- [PROBLEM REQUIREMENTS] Each record must be repeated exactly. None may be dropped.

- [DATASET RECORDS]

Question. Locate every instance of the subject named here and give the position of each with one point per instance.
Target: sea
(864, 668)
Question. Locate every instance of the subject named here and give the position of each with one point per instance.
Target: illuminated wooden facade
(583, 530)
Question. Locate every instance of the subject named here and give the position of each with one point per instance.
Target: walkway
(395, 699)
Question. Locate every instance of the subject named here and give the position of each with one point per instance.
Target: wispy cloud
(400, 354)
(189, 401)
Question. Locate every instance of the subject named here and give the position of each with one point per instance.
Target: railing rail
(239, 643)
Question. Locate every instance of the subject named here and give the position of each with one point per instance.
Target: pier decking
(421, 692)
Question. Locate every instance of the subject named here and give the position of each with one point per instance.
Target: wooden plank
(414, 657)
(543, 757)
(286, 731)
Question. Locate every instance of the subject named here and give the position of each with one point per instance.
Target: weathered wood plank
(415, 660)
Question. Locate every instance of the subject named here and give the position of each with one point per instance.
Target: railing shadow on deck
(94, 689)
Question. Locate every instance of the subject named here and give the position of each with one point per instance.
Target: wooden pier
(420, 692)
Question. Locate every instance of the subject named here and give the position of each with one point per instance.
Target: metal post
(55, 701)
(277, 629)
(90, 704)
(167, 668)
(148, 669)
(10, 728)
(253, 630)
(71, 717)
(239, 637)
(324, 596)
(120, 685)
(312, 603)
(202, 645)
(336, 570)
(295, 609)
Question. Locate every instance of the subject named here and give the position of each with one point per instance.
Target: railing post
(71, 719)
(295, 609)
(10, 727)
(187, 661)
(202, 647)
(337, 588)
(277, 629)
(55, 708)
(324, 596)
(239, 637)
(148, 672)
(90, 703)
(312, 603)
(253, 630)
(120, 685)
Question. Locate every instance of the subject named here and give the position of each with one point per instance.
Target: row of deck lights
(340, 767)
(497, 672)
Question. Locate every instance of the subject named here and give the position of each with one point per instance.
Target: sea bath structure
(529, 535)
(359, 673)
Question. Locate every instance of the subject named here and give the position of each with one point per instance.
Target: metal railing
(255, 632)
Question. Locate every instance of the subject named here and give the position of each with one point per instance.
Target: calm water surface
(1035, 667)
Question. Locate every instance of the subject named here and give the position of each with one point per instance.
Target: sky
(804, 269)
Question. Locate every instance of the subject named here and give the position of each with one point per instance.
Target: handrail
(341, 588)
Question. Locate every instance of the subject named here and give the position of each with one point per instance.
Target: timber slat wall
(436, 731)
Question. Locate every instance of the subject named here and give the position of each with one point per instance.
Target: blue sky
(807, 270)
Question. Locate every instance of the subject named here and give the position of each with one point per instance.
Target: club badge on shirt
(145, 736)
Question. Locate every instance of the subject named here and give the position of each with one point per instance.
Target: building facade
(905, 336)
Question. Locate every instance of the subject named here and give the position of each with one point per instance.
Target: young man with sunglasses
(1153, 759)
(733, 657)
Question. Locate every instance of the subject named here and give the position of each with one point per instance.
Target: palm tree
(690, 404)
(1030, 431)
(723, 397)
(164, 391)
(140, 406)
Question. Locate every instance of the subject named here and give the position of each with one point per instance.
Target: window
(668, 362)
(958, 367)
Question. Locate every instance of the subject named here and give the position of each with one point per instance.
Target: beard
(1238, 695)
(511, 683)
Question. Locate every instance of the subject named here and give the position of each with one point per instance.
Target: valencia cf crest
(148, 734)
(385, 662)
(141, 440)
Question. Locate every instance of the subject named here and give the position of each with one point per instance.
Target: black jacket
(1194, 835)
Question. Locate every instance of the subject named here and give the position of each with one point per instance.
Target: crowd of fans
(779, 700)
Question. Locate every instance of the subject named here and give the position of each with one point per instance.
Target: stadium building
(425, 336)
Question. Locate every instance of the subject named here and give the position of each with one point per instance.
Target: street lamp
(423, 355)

- [RESPONSE AREA]
Question. Locate every instance of the subject named here and give the position of each with one point per instance.
Target: sea
(864, 668)
Question. Locate every instance of the subject named here and give the position of each with one point per instance.
Target: illuminated wooden facade
(583, 530)
Question. Locate every instance of the subject named here and give the position of each with one point per instance.
Target: walkway
(395, 699)
Question. Locate every instance of the subject named here and give the position of each with one point per instance.
Target: wispy cloud
(400, 354)
(189, 401)
Question. Locate every instance of the subject named here and give the position of each with one point per instance.
Target: railing rail
(239, 643)
Question. Locate every instance of the subject named here and give the position of each with one point per instance.
Target: pier decking
(421, 692)
Question. Locate every instance of the subject named here and give the position of each with one point per instance.
Target: wooden plank
(414, 657)
(543, 757)
(286, 731)
Question. Locate every instance of the subject named here and give the position of each with one point per instance.
Target: weathered wood plank
(415, 660)
Question. Locate every instance of the subject named here and give the position of each with one point per instance.
Target: railing shadow on deck
(94, 689)
Question. Locate every instance of the subject named here and give the position of each with one point per instance.
Target: wooden pier
(420, 692)
Question. Locate every instance of the subject named here and give the position of each with one point per instance.
Target: metal post
(55, 701)
(277, 629)
(90, 704)
(167, 668)
(148, 669)
(10, 728)
(253, 630)
(71, 717)
(239, 637)
(324, 596)
(120, 685)
(312, 603)
(202, 645)
(336, 570)
(295, 609)
Question. Locate every instance of the subject named here and give the position of each with one point per instance.
Target: railing post
(71, 719)
(295, 609)
(10, 727)
(187, 661)
(202, 647)
(337, 588)
(277, 629)
(55, 708)
(324, 596)
(239, 637)
(148, 672)
(90, 703)
(312, 603)
(253, 630)
(120, 685)
Question. Locate every instance of the subject named here and give the position of each with one point per instance.
Target: row of deck lights
(340, 767)
(497, 672)
Question. Locate every instance of the subject named here and give the position of each with one point per instance.
Target: sea bath structure
(529, 535)
(359, 673)
Question. Locate every instance of the subject named here and give the position of each with one point per instance.
Target: metal railing
(255, 632)
Question. Locate every instance of the subject named here and give the position of each with one point per instance.
Target: calm water surface
(1035, 667)
Question. Locate every instance of the subject named here and give the position of each with one point per instance.
Target: sky
(804, 269)
Question. Locate every instance of the subject named here and give the position of each with one point per instance.
Target: handrail
(341, 588)
Question. Locate every instance of the subject named here and give the position of each with one point per instance.
Target: timber slat wall
(436, 731)
Question. Locate every instance of the subject named here and give the position of each with one point per instance.
Target: blue sky
(807, 270)
Question. Locate every instance of the subject named here and give the position of each with one point per instance.
Target: club badge on shirt
(145, 736)
Question. Locate every instance of the subject named here and give the position of each with one point per instance.
Target: building facade
(905, 336)
Question. Locate every instance of the subject named here and give the position of each with one point per instance.
Target: young man with sunglasses
(1153, 759)
(733, 657)
Question. Locate every instance of the subject named here and give the position of each with one point per instance.
Target: palm tree
(690, 404)
(1030, 431)
(723, 397)
(164, 391)
(140, 406)
Question. Locate every instance of the subject named here and give the position of each with one point per instance.
Target: window
(668, 362)
(958, 367)
Question. Locate every instance of the subject named here and give the position of each with one point per instance.
Target: beard
(1238, 695)
(511, 683)
Question. Locate every instance of the subject named here and give the position of each with one point per instance.
Target: valencia cf crest
(148, 734)
(385, 662)
(141, 440)
Question. Locate every instance of the subject named here and give the position of each with one point per instance.
Target: black jacket
(1194, 835)
Question. Locate every instance of the subject named here and give the position of each with one point per instance.
Target: crowd of fans
(779, 700)
Question. Locate every instance of the subject named here and give the position of each with one point per instance.
Target: stadium building
(425, 336)
Question. Locate every instance of the subject named here and give the position of each with one point per instance.
Target: street lamp
(423, 355)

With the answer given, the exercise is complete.